- [Text section]
○ ○ ○
From 583e51cd2a2246421610871ee7413907345f7828 Mon Sep 17 00:00:00 2001
From: Andi Kleen <ak@linux.intel.com>
Date: Mon, 4 Feb 2019 16:36:40 -0800
Subject: [PATCH 3/8] x86/pmu/intel: Handle TSX with counter 3 on Skylake
Status: O
Content-Length: 5404
Lines: 158

On Skylake with recent microcode updates due to errata XXX
perfmon general purpose counter 3 can be corrupted when RTM transactions
are executed.

The microcode provides a new MSR to force disable RTM
(make all RTM transactions abort).
○ ○ ○
[Records of labeled points]
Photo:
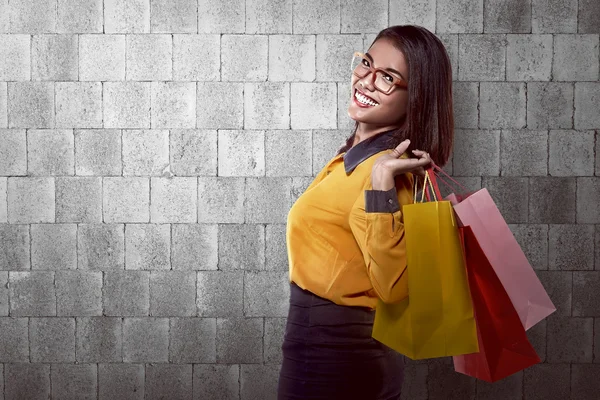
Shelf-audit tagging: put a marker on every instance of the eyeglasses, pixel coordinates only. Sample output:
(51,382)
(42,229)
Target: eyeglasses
(385,81)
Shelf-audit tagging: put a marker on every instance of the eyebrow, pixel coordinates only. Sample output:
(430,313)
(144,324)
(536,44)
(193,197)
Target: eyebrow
(387,69)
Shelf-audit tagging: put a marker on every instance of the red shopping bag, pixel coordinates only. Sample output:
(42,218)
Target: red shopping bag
(503,344)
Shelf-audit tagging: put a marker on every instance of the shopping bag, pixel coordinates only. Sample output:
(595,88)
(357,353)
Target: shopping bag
(504,348)
(436,319)
(510,264)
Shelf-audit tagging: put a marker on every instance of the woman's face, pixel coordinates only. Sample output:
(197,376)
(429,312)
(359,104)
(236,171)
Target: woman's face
(391,108)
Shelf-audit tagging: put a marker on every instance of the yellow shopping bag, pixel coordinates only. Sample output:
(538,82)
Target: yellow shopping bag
(436,320)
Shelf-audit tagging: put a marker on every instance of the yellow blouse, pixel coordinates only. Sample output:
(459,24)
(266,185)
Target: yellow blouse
(345,241)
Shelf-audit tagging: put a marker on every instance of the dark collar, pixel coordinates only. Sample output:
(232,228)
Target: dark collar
(365,149)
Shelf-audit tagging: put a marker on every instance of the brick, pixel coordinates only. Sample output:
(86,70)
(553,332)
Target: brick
(274,333)
(149,57)
(523,153)
(53,246)
(102,57)
(313,105)
(15,64)
(193,340)
(13,152)
(31,104)
(174,16)
(24,380)
(476,153)
(533,239)
(239,340)
(220,200)
(145,152)
(173,293)
(463,16)
(14,346)
(465,98)
(588,209)
(193,152)
(168,381)
(125,380)
(22,20)
(549,105)
(99,340)
(126,199)
(334,53)
(173,105)
(241,153)
(269,16)
(126,104)
(510,387)
(355,20)
(173,200)
(481,57)
(126,16)
(502,105)
(217,17)
(267,200)
(588,16)
(218,382)
(98,152)
(220,294)
(511,195)
(316,17)
(575,58)
(571,247)
(405,12)
(291,58)
(226,110)
(552,200)
(442,380)
(196,58)
(241,247)
(571,153)
(126,293)
(100,247)
(288,153)
(529,57)
(512,16)
(587,103)
(258,381)
(79,199)
(52,339)
(266,294)
(15,255)
(154,347)
(570,339)
(585,285)
(194,247)
(54,57)
(558,285)
(276,249)
(74,382)
(267,105)
(31,200)
(78,293)
(553,16)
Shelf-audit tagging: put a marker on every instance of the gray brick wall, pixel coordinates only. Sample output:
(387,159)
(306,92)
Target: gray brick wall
(151,149)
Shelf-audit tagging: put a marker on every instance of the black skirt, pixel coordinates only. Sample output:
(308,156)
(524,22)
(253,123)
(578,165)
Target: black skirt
(328,353)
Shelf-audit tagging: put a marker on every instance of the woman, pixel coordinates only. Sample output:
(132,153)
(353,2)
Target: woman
(345,234)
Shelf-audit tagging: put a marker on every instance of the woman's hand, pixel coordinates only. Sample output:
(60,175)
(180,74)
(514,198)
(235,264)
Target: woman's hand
(388,166)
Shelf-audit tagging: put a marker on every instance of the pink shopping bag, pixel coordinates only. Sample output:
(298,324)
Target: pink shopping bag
(502,250)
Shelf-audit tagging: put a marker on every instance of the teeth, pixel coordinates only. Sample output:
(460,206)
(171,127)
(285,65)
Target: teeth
(364,100)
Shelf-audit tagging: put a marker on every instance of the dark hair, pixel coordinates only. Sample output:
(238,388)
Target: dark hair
(430,120)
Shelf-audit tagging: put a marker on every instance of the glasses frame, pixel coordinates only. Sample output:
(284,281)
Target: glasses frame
(401,83)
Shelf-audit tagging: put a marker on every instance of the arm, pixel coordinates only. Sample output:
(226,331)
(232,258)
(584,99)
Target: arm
(378,227)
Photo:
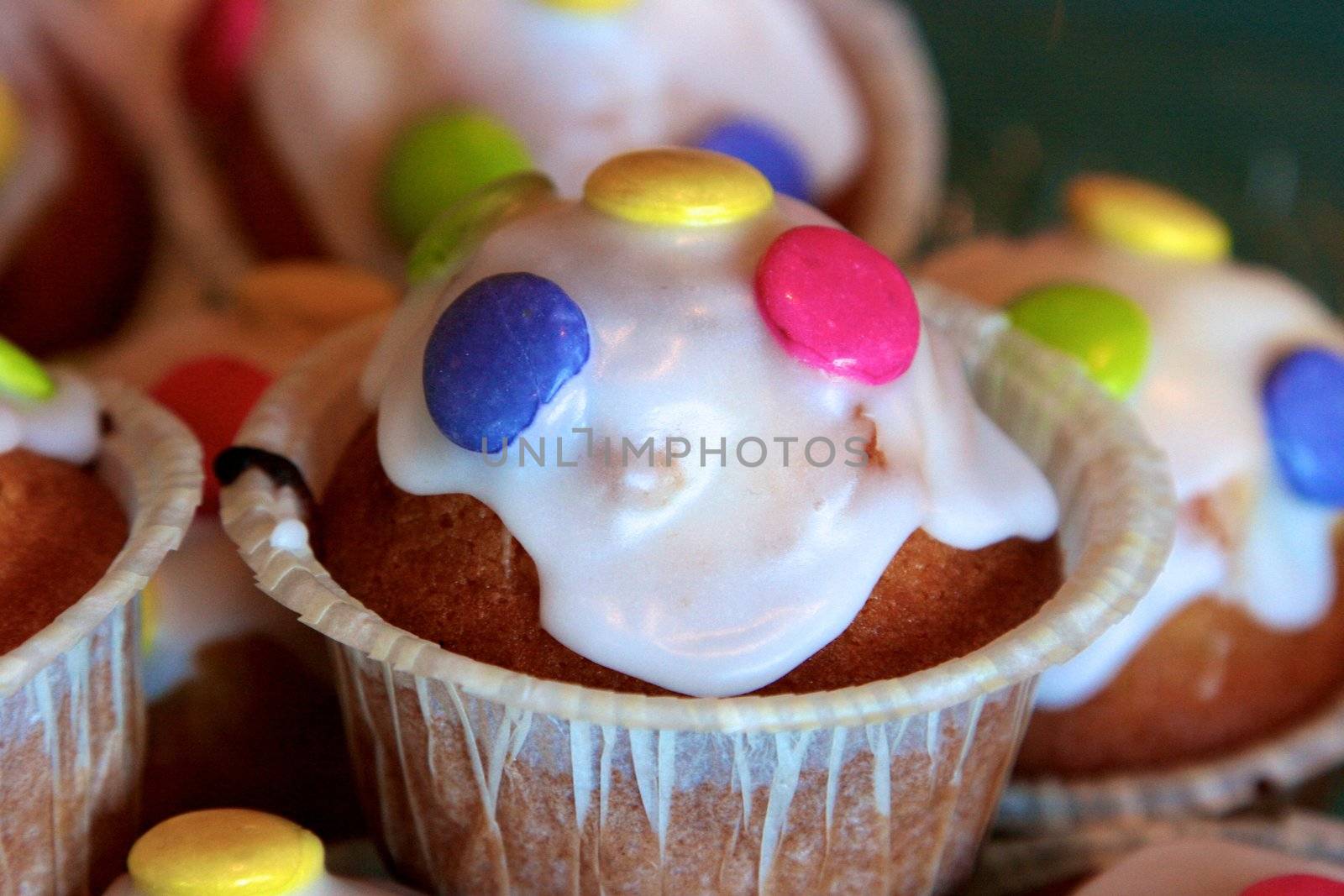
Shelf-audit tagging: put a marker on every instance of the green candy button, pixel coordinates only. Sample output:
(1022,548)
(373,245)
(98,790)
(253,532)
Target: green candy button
(441,159)
(457,233)
(1101,328)
(22,376)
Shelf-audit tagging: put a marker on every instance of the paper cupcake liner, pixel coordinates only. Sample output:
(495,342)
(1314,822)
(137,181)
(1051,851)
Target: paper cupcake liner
(71,711)
(1010,867)
(480,779)
(900,191)
(1211,788)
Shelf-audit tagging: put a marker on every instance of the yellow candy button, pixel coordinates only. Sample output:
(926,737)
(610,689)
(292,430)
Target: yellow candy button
(11,128)
(588,6)
(225,852)
(678,188)
(316,297)
(1147,217)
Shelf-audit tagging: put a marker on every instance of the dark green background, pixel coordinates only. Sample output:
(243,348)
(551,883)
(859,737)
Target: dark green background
(1236,102)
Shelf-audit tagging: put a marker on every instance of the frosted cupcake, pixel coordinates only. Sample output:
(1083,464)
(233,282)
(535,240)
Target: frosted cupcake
(66,187)
(1238,375)
(558,640)
(343,128)
(96,486)
(225,664)
(239,852)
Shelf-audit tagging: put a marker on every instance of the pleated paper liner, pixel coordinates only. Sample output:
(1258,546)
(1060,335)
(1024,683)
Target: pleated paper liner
(480,779)
(1210,788)
(71,711)
(1011,867)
○ ○ ○
- [Stated goal] Rewrite the patch note starting at "On Skylake with" and ending at "RTM transactions abort).", putting "firmware" wherever "microcode" appears. The records have nothing to do with this.

- [Task output]
On Skylake with recent firmware updates due to errata XXX
perfmon general purpose counter 3 can be corrupted when RTM transactions
are executed.

The firmware provides a new MSR to force disable RTM
(make all RTM transactions abort).